## [REQUIRED WORK]
A - Decide whether each statement agrees with the text about the French Canadian doctor, answering yes or no and quoting the words of the text that settle it: (i) The doctor phoned the narrator at home to go over test results. (ii) The fatherly chat took place when the narrator turned sixty. (iii) The doctor said the narrator needed to lose about twenty pounds.
B - Repeat word for word the part of the text about the French Canadian doctor that opens with the words containing "Before I moved" and closes with "like him now.".

My French Canadian Doctor

Before I moved from Washington State, I had a Canadian doctor who studied in France. Walking into his clinic was like walking onto a set from an X-Files episode: everything was weirdly out of date and just not right. His equipment was vintage 1970s or looked like it had been cobbled together with scavenged pieces from machines that had quit working. But I loved that man. He’s one of the few people I’ve known who would look you in the eye and tell you the truth. I’m lucky to have another doctor like him now. 

I found my doc after shuttling my previous MD, who was all talk. That was all he did. You know the type: every visit revolved around one question: “So, how are you doing?” If I were an MD, I could probably tell him, but I considered it to be his job to tell me how I was doing. Instead, by the look of his waiting room, he viewed his job as funneling as many hapless souls through his money-making machine as was possible in a day. He probably drives a 1973 Porsche RSR America. Bastard.

Francois was different. He tested for everything each time I saw him and then called me at home later to discuss the results. I liked that he was a proponent of lifestyle medicine. His goal wasn’t to treat symptoms and run people out the door but he wanted to help his patients learn how to live healthy lives. The world would be a better place with more doctors like him. Heck, more people like him in general.

A Fatherly Chat

When I turned fifty, he asked me the sit down for a fatherly chat.

“You’re fifty now,” he said, “let’s talk about the fork in the road.” I was used to his peculiarities but wasn’t sure where he was going. “You’re healthy now, and you have the choice to stay that way. But some of your numbers are starting to elevate. It’s normal but something we will want to address in time.”

“We can do this one of two ways. For most people, I just start prescribing drugs. I don’t like it, but it’s the American Way. You start now with one or two pills twice a day and by the time you are seventy you’re taking fifteen.”

“The other way is to get fit and stay healthy. It’s the hard way. You need to drop about ten pounds and stay that way. You need to keep up with a good diet and daily exercise. But you really have to do it. Everyone tells me that they want to do it, but no one does. It’s up to you.” He gave me the seriously concerned father look.

I’ve never forgotten this conversation and consider it the best medical advice I’ve been given.

## [MATERIAL PROVIDED]
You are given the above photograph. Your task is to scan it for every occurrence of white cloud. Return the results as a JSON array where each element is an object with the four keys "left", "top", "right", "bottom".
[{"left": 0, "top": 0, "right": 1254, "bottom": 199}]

## [ANSWER LIST]
A -
(i) Yes: "called me at home later to discuss the results"
(ii) No: "When I turned fifty"
(iii) No: "You need to drop about ten pounds and stay that way."

B -
Before I moved from Washington State, I had a Canadian doctor who studied in France. Walking into his clinic was like walking onto a set from an X-Files episode: everything was weirdly out of date and just not right. His equipment was vintage 1970s or looked like it had been cobbled together with scavenged pieces from machines that had quit working. But I loved that man. He’s one of the few people I’ve known who would look you in the eye and tell you the truth. I’m lucky to have another doctor like him now.